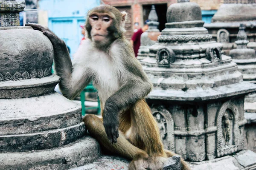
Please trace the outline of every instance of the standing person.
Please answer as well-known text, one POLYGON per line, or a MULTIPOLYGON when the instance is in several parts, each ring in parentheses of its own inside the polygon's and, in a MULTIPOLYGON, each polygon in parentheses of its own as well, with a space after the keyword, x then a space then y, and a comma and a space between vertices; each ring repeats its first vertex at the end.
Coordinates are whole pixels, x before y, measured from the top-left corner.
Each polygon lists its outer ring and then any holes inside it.
POLYGON ((80 41, 80 45, 81 45, 83 40, 85 40, 85 28, 84 27, 84 26, 82 26, 81 25, 80 26, 80 27, 82 28, 81 34, 83 35, 83 37, 80 41))
POLYGON ((139 51, 139 48, 140 48, 140 36, 142 33, 148 29, 148 25, 147 23, 148 22, 148 20, 146 20, 144 22, 143 27, 134 33, 131 40, 131 42, 133 46, 134 51, 136 58, 137 57, 137 54, 139 51))

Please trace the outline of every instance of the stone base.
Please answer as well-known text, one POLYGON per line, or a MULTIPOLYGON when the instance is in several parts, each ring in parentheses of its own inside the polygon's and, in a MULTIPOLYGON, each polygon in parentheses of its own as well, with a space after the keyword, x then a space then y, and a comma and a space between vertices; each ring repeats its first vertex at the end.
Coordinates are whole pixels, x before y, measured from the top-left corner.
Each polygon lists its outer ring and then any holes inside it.
POLYGON ((49 150, 0 153, 0 170, 64 170, 93 162, 99 145, 89 136, 49 150))
MULTIPOLYGON (((70 170, 125 170, 128 169, 130 162, 130 161, 119 157, 103 156, 93 163, 70 170)), ((175 156, 169 158, 163 170, 181 170, 180 157, 175 156)))
POLYGON ((192 170, 256 170, 256 153, 245 150, 232 156, 190 164, 192 170))

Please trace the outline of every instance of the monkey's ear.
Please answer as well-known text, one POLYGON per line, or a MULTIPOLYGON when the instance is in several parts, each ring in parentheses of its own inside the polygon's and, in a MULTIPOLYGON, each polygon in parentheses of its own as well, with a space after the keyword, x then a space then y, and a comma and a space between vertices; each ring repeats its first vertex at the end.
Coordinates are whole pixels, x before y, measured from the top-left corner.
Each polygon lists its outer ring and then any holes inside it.
POLYGON ((122 15, 122 18, 121 19, 122 22, 123 23, 125 23, 127 17, 127 15, 128 15, 127 12, 125 12, 125 11, 123 11, 121 12, 121 14, 122 15))

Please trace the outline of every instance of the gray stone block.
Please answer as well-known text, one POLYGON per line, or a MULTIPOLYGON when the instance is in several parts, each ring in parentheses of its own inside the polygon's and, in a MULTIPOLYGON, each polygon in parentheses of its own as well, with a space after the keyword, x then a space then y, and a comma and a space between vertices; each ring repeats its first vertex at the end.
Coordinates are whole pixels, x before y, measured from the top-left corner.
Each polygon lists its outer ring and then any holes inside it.
POLYGON ((99 145, 86 136, 62 147, 29 152, 0 153, 0 170, 64 170, 93 162, 99 145))
MULTIPOLYGON (((117 156, 102 156, 94 162, 70 170, 125 170, 130 161, 117 156)), ((181 170, 180 157, 174 156, 168 159, 163 170, 181 170)))

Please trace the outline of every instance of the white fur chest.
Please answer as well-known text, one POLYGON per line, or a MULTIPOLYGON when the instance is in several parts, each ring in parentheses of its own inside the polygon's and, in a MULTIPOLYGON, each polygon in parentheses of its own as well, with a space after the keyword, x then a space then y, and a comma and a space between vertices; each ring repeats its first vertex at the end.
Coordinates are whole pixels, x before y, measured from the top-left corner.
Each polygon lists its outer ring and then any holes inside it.
POLYGON ((93 85, 98 90, 101 102, 106 100, 119 88, 119 70, 111 59, 104 52, 97 52, 89 67, 95 73, 93 85))

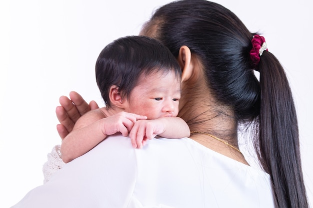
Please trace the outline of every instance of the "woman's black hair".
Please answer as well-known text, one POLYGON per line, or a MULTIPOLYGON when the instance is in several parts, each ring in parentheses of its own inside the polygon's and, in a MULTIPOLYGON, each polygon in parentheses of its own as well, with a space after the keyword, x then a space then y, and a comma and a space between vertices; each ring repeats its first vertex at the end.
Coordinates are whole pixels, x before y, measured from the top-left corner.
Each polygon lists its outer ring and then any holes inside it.
POLYGON ((160 40, 176 57, 186 45, 199 58, 218 101, 231 107, 238 123, 257 124, 255 148, 270 176, 276 207, 308 208, 291 90, 270 52, 264 51, 257 68, 252 66, 249 53, 254 33, 230 10, 204 0, 160 7, 142 32, 160 40), (260 82, 254 69, 260 71, 260 82))
POLYGON ((128 36, 114 41, 101 51, 96 64, 96 82, 108 107, 110 107, 112 86, 116 85, 122 97, 128 98, 142 75, 170 71, 180 82, 182 70, 168 48, 144 36, 128 36))

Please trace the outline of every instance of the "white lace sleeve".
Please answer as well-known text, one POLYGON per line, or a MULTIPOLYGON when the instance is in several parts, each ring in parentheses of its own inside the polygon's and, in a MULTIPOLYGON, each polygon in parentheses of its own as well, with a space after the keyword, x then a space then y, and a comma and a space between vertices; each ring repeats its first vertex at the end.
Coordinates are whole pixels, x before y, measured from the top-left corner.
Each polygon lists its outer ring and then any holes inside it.
POLYGON ((48 182, 56 172, 60 170, 64 164, 61 158, 60 152, 60 145, 56 145, 51 153, 48 155, 48 160, 42 167, 44 173, 44 184, 48 182))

▶ EXERCISE DETAILS
Reproduce all of the items above word for word, leaving out the pictures.

▶ CORRECT ANSWER
Please trace the outline of every instance of the standing person.
Please answer as well-known text, one POLYGON per line, or a MULTIPOLYGON when the instance is in several parts, each ring in parentheses of its own inside the polygon's and, in a MULTIPOLYGON, each polygon in parentheses of its own as well, with a space after the keyword, x then a space then y, and a comma and a space between vertices; each ring repeats its first vertex at the end.
Coordinates are whole pixels, x before y, measured from the top-left corner.
Each polygon lists its outer ring and then any holes inside it.
POLYGON ((80 41, 80 45, 81 45, 83 40, 85 40, 85 28, 84 27, 84 26, 82 26, 81 25, 80 26, 80 27, 82 28, 81 34, 83 35, 83 37, 80 41))
POLYGON ((139 51, 139 48, 140 48, 140 36, 142 33, 148 29, 148 25, 147 23, 148 22, 148 20, 146 20, 144 22, 143 27, 134 33, 131 40, 131 42, 133 46, 134 51, 136 58, 137 57, 137 54, 139 51))

Please trace the outline of every instance of the stone base.
Please answer as well-known text, one POLYGON per line, or a MULTIPOLYGON when the instance is in several parts, each ring in parentheses of its own inside the polygon's and, in a MULTIPOLYGON, each polygon in parentheses of its own as well, with a space after the keyword, x then a space then y, and a comma and a space between vertices; each ring repeats its first vertex at the end.
Coordinates are whole pixels, x before y, measured from the top-left corner.
Each polygon lists its outer ring and then any holes inside it.
POLYGON ((49 150, 0 153, 0 170, 64 170, 93 162, 99 145, 89 136, 49 150))
MULTIPOLYGON (((70 170, 125 170, 128 169, 130 162, 130 161, 119 157, 103 156, 93 163, 70 170)), ((175 156, 169 158, 163 170, 181 170, 180 157, 175 156)))
POLYGON ((192 170, 256 170, 256 153, 245 150, 232 156, 190 164, 192 170))

Please trace the outline of every instance of the monkey's ear.
Please answer as well-known text, one POLYGON per line, or a MULTIPOLYGON when the instance is in several parts, each ring in parentheses of its own inside the polygon's and, in a MULTIPOLYGON, each polygon in parentheses of its own as well, with a space after the keyword, x then a space then y, and a comma and a space between vertices; each ring repeats its first vertex at the end.
Coordinates are whole pixels, x before y, measured from the top-left corner.
Each polygon lists its outer ring and then any holes inside it.
POLYGON ((122 15, 122 18, 121 19, 122 22, 123 23, 125 23, 127 17, 127 15, 128 15, 127 12, 125 12, 125 11, 123 11, 121 12, 121 14, 122 15))

Please trace the outline of every instance of the gray stone block.
Please answer as well-known text, one POLYGON per line, or a MULTIPOLYGON when the instance is in several parts, each ring in parentheses of its own inside the polygon's and, in a MULTIPOLYGON, each polygon in parentheses of its own as well, with a space after the keyword, x then a space then y, and a comma and a space between vertices; each ring repeats its first vertex at the end.
Coordinates are whole pixels, x before y, measured from the top-left corner.
Each polygon lists its outer ring and then any holes inside it.
POLYGON ((99 145, 86 136, 62 147, 29 152, 0 153, 0 170, 64 170, 93 162, 99 145))
MULTIPOLYGON (((117 156, 102 156, 94 162, 70 170, 125 170, 130 161, 117 156)), ((181 170, 180 157, 174 156, 168 159, 163 170, 181 170)))

Please trace the outline of every instance of the white fur chest.
Please answer as well-known text, one POLYGON per line, or a MULTIPOLYGON when the instance is in several parts, each ring in parentheses of its own inside the polygon's and, in a MULTIPOLYGON, each polygon in parentheses of its own as well, with a space after the keyword, x then a space then y, and a comma and a space between vertices; each ring repeats its first vertex at the end.
Coordinates are whole pixels, x before y, measured from the top-left corner.
Each polygon lists its outer ring and then any holes inside it.
POLYGON ((93 85, 98 90, 101 102, 106 100, 119 88, 119 70, 111 59, 104 52, 97 52, 89 67, 95 73, 93 85))

Please trace the outline of every instance of the "woman's black hair".
Please answer as well-known text, one POLYGON per line, or a MULTIPOLYGON when the instance is in several parts, each ring in parentheses of its own inside the polygon's and, in a MULTIPOLYGON, each polygon in parentheses of its own as well, with a space after the keyword, x then a space then y, and a comma and a space between vertices; each ring repeats its first vertex at the end.
Coordinates are whole pixels, x before y, measured from the top-left corner.
Each polygon lists its outer ring and then any holes inside it.
POLYGON ((160 40, 176 57, 186 45, 199 58, 218 101, 231 107, 238 123, 257 124, 255 148, 270 176, 276 207, 308 208, 291 90, 270 52, 264 51, 257 68, 252 66, 249 53, 254 33, 230 10, 204 0, 160 7, 142 32, 160 40), (260 82, 254 69, 260 71, 260 82))
POLYGON ((128 36, 114 41, 101 51, 96 64, 96 82, 108 107, 110 107, 112 86, 116 85, 122 97, 128 98, 142 75, 170 71, 180 82, 182 70, 168 48, 144 36, 128 36))

Please trace the outline of every instance of the "white lace sleeve".
Please answer as well-known text, one POLYGON per line, or a MULTIPOLYGON when the instance is in several parts, each ring in parentheses of its own inside the polygon's and, in a MULTIPOLYGON, each polygon in parentheses of its own as well, with a space after the keyword, x then a space then y, and a comma and a space between vertices; each ring repeats its first vertex at the end.
Coordinates are whole pixels, x before y, measured from the top-left corner.
Each polygon lists its outer ring and then any holes inside it.
POLYGON ((48 182, 56 172, 60 170, 64 164, 61 158, 60 152, 60 145, 56 145, 51 153, 48 155, 48 160, 42 167, 44 173, 44 184, 48 182))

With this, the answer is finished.